◆ Short problem ◆
Rewrite every line of the listing below, requests included, and shift each coordinate in the answer points up by 129; keep the sample points in the requests unchanged. Omit the pictures from your reply.

◆ Source records ◆

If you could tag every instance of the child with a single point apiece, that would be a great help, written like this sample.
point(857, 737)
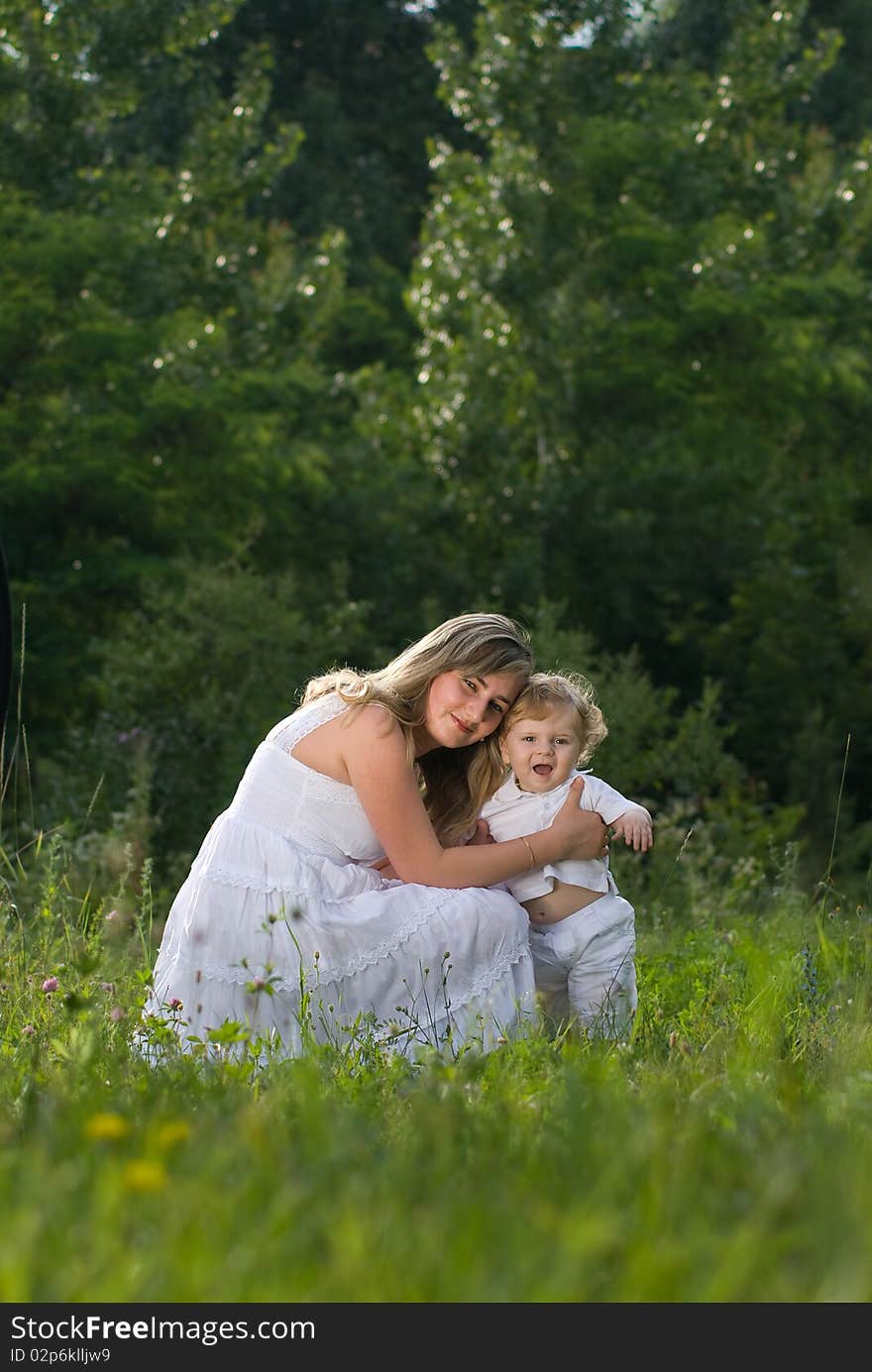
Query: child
point(583, 932)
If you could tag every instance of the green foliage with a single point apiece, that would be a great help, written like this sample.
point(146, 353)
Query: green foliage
point(717, 1157)
point(188, 686)
point(643, 363)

◆ Final result ◆
If you could tag every instance of the child with a single point apiece, that would be a great help, written like this sample.
point(857, 737)
Query: child
point(712, 1061)
If you could tag every instance of the green foliage with a single point apiece, that would be a great help, written like this sample.
point(146, 353)
Query: green foliage
point(846, 1286)
point(317, 815)
point(772, 492)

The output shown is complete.